● **WORK REQUEST**: Produce a verbatim transcript of the entries below, excluding pictures.

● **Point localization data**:
---*---

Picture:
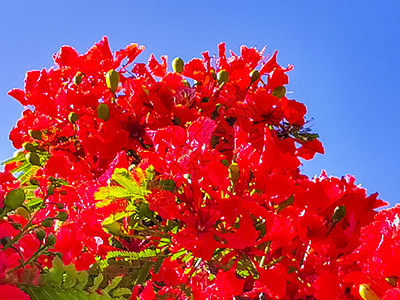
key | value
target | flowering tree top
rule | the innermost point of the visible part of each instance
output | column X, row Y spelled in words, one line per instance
column 135, row 181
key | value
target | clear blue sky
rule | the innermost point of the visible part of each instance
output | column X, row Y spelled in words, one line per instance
column 345, row 53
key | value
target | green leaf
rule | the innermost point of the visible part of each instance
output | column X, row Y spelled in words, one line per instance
column 53, row 293
column 118, row 216
column 19, row 156
column 121, row 292
column 285, row 203
column 147, row 253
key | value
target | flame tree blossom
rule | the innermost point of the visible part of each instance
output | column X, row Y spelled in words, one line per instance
column 135, row 181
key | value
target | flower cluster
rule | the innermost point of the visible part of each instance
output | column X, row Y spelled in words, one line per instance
column 135, row 182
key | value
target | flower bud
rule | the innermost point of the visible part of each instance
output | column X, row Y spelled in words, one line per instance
column 33, row 158
column 5, row 240
column 29, row 147
column 51, row 240
column 103, row 112
column 338, row 213
column 392, row 280
column 254, row 75
column 50, row 190
column 34, row 181
column 112, row 80
column 222, row 77
column 36, row 134
column 62, row 216
column 48, row 222
column 177, row 65
column 78, row 78
column 40, row 235
column 73, row 117
column 279, row 92
column 213, row 75
column 367, row 293
column 14, row 198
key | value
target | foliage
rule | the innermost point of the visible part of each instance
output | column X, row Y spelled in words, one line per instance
column 132, row 181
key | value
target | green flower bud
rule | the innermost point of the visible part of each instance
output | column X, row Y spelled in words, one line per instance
column 29, row 147
column 213, row 75
column 17, row 226
column 48, row 222
column 50, row 190
column 112, row 80
column 51, row 240
column 177, row 65
column 115, row 228
column 367, row 293
column 14, row 199
column 222, row 77
column 78, row 78
column 34, row 181
column 22, row 212
column 103, row 112
column 36, row 134
column 62, row 216
column 5, row 240
column 33, row 158
column 254, row 75
column 279, row 92
column 40, row 235
column 338, row 213
column 72, row 117
column 392, row 280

---*---

● **ANSWER AREA**:
Picture:
key | value
target | flowering tree top
rule | the innermost point of the visible part of each instance
output | column X, row Y spelled in words, one line per instance
column 135, row 181
key | value
target | clear blue sky
rule | the innermost point of the visible part of each instance
output | column X, row Y spelled in words, one line per instance
column 345, row 53
key | value
target | green leaf
rule | the innermost point of the visible part of each instance
output | column X, row Y spelled in words, one line per instance
column 53, row 293
column 118, row 216
column 19, row 156
column 121, row 292
column 285, row 203
column 147, row 253
key | value
target | flame tree blossom
rule | the innermost point of the visible part of each instance
output | column X, row Y spelled in words, one line per instance
column 135, row 181
key | value
target | flower cluster
rule | the innermost point of the visible part of each instance
output | column X, row Y spelled in words, one line per instance
column 135, row 182
key | value
target | flower bud
rule | the innermost point of the visible part of each instance
output | column X, row Y spelled in words, one line per instance
column 33, row 158
column 5, row 240
column 29, row 147
column 51, row 240
column 103, row 112
column 338, row 213
column 392, row 280
column 254, row 75
column 50, row 190
column 34, row 181
column 112, row 80
column 222, row 77
column 36, row 134
column 62, row 216
column 48, row 222
column 177, row 65
column 78, row 78
column 40, row 235
column 73, row 117
column 279, row 92
column 213, row 75
column 367, row 293
column 14, row 198
key | value
target | foliage
rule | the innermost point of the visible part of each instance
output | column X, row Y spelled in words, one line per instance
column 132, row 181
key | value
target | green flower bud
rule | the innermost point of the visible part of each instance
output | column X, row Y spelled in words, one line per instance
column 29, row 147
column 213, row 75
column 17, row 226
column 48, row 222
column 50, row 190
column 112, row 80
column 51, row 240
column 177, row 65
column 115, row 228
column 367, row 293
column 14, row 199
column 222, row 77
column 78, row 78
column 34, row 181
column 22, row 212
column 103, row 112
column 36, row 134
column 62, row 216
column 5, row 240
column 33, row 158
column 254, row 75
column 279, row 92
column 40, row 235
column 338, row 213
column 72, row 117
column 392, row 280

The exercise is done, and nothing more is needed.